• Brief
According to the text on Emma Gamboa Alvarado, in what year did she obtain her Doctor of Philosophy from Ohio State University?

• Text shown
------------------------------------------------------------------------

- Born: October 17, 1901 San Ramón, Costa Rica
- Died: December 10, 1976 (aged 75) Heredia, Costa Rica
- Education: Universidad de Costa Rica, Ohio State University

= Emma Gamboa Alvarado =

Costa Rican educator

Emma Gamboa Alvarado (October 17, 1901 – December 10, 1976), was a Costa Rican educator, recognized for her contributions to pedagogy and teaching. She was declared Benemérita de la Patria (Well-deserving of the Homeland) by the Legislative Assembly of Costa Rica in 1980. She was depicted on the ten thousand colones bill of 1998.

== Early life ==
Her parents were José Gamboa and María Alvarado.

As a child, she excelled in school for her speed in reading comprehension, and her ability to easily do mathematics, but not in other subjects. She possessed a fondness for reading. Originally from a family with marked economic limitations, her mother requested a scholarship for her to start her secondary education at the recently founded Escuela Normal de Costa Rica.

==Education==
She graduated as a teacher from the Escuela Normal in 1920. She continued her studies at Ohio State University in the United States, where she obtained a bachelor's degree in Education Sciences in 1939, Master of Arts in 1940, and Doctor of Philosophy in 1951.

== Career ==
In 1942, she joined the Asociación Nacional de Educadores (National Association of Educators) as a founding member, and five years later was chosen as the second president of this association. In 1947, she was appointed Dean by the Council Adviser of the Pedagogy Faculty.

When Otilio Ulate Blanco assumed the presidency of the Republic in 1949, after the Civil War of 1948, Emma Gamboa was designated as the Vice-minister of Education (ad honorem) and, in 1953, took the place of the minister for three months.

In 1958, she inaugurated the Education building at the University of Costa Rica, which was a product of her persistent efforts. In 1960, she contributed to the creation of the Escuela Nueva Laboratorio (primary laboratory), arranging an agreement between the University of Costa Rica and the Ministry of Public Education. She presented her ideals in didactic books, active readings, talks and advice seminars, and in national, Latin American, European and American conferences.

------------------------------------------------------------------------

(Entries drawn from a collection)
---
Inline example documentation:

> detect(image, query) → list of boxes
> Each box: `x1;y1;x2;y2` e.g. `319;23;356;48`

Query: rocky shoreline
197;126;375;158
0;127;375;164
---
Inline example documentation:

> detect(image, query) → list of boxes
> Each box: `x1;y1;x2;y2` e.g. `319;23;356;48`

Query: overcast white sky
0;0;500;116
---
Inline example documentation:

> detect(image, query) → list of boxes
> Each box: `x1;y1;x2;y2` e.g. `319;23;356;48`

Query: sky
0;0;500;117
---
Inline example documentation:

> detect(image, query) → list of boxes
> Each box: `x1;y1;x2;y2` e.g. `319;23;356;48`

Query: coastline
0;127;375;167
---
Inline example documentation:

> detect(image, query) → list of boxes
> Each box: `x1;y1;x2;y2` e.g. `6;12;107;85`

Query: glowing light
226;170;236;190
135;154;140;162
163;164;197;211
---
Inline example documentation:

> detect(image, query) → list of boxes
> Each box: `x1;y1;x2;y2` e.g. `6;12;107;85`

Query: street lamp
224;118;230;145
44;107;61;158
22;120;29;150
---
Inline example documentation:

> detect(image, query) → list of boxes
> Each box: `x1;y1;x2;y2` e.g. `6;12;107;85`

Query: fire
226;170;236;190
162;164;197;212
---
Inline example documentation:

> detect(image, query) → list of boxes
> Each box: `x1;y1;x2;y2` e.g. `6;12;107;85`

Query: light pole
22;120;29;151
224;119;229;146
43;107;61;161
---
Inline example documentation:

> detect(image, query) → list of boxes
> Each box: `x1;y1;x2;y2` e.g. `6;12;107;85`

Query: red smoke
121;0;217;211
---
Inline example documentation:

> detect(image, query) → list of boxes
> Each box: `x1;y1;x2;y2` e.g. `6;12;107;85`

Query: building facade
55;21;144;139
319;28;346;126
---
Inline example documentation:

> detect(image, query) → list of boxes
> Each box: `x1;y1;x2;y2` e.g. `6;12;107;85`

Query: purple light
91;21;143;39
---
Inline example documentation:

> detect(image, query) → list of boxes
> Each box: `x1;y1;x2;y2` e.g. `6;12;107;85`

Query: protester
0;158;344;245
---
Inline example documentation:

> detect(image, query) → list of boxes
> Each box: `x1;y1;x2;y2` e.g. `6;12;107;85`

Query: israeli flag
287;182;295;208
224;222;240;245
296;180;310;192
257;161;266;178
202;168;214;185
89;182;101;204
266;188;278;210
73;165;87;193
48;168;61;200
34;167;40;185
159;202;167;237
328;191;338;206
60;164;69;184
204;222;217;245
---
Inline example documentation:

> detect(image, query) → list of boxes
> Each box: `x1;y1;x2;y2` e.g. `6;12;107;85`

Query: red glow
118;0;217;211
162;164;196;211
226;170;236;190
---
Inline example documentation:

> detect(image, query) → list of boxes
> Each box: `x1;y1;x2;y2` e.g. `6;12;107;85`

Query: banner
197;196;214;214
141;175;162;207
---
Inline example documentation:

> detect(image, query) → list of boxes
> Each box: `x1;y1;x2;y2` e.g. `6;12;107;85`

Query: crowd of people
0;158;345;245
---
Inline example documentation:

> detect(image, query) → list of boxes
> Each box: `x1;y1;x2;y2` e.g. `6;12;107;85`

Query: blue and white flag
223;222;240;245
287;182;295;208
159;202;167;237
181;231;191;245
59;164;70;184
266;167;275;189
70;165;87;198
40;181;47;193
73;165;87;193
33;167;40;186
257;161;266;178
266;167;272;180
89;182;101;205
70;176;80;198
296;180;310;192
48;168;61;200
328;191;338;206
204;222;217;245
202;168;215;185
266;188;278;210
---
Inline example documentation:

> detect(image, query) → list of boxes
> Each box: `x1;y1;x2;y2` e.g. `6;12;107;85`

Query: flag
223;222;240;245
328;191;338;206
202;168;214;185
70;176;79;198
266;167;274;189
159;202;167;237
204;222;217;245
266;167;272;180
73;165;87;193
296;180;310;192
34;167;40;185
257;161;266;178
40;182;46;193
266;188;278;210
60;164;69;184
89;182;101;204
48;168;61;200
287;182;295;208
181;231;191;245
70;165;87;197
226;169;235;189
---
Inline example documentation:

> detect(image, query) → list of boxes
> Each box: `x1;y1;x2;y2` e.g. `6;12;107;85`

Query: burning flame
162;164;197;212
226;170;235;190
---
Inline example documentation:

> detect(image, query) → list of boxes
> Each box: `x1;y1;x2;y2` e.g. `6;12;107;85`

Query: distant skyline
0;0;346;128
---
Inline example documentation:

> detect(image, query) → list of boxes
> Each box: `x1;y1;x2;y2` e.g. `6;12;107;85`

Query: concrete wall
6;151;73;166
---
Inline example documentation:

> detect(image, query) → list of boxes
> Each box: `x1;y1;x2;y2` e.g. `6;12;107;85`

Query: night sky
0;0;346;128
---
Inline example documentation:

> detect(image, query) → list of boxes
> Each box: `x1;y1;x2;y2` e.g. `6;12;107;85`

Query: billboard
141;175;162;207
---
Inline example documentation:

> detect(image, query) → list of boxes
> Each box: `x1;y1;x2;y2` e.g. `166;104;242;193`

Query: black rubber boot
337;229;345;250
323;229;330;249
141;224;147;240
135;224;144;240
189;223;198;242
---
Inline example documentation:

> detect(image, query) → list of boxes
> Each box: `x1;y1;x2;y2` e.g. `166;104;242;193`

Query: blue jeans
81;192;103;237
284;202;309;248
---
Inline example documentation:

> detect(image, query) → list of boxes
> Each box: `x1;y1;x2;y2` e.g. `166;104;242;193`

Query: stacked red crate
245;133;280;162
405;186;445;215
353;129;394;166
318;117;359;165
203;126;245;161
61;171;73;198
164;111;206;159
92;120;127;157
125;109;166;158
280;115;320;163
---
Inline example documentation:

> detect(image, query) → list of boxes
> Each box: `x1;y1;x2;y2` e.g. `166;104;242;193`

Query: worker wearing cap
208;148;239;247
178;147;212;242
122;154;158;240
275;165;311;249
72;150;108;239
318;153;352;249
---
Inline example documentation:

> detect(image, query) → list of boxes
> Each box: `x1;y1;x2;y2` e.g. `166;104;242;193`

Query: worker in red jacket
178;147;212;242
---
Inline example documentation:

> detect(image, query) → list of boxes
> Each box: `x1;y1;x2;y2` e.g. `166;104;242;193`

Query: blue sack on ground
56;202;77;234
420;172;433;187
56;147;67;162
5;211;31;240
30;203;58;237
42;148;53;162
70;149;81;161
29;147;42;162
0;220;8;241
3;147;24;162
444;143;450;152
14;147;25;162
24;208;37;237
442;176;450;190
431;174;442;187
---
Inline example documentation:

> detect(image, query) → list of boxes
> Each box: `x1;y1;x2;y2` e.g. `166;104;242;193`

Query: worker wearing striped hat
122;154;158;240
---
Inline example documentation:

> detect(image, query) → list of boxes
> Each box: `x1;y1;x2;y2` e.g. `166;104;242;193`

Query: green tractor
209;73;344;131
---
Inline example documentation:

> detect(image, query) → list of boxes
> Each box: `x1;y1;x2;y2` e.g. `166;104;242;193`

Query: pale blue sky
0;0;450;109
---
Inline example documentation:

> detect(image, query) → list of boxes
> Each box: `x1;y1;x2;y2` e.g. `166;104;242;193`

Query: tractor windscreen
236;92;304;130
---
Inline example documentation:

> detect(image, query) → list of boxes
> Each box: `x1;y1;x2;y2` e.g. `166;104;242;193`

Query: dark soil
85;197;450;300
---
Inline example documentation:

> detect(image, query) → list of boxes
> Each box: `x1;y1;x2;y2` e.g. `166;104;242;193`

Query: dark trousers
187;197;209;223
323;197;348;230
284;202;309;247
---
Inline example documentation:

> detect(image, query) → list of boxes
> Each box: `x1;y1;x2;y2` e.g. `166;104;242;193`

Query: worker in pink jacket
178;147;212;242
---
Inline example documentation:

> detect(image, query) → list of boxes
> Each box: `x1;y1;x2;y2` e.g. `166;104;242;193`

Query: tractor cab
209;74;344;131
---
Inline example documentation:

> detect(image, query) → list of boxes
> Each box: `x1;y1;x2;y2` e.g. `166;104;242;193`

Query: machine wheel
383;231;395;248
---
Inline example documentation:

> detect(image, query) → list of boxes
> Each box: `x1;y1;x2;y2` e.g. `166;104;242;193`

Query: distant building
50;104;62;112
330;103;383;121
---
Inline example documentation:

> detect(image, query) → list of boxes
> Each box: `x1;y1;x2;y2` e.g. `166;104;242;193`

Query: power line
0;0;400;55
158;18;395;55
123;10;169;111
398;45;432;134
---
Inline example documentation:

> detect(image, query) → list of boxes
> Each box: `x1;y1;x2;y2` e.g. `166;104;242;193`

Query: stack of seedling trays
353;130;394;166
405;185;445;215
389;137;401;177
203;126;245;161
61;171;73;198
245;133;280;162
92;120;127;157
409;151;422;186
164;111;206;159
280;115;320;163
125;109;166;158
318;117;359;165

------------------------------------------------------------------------

• Task output
1951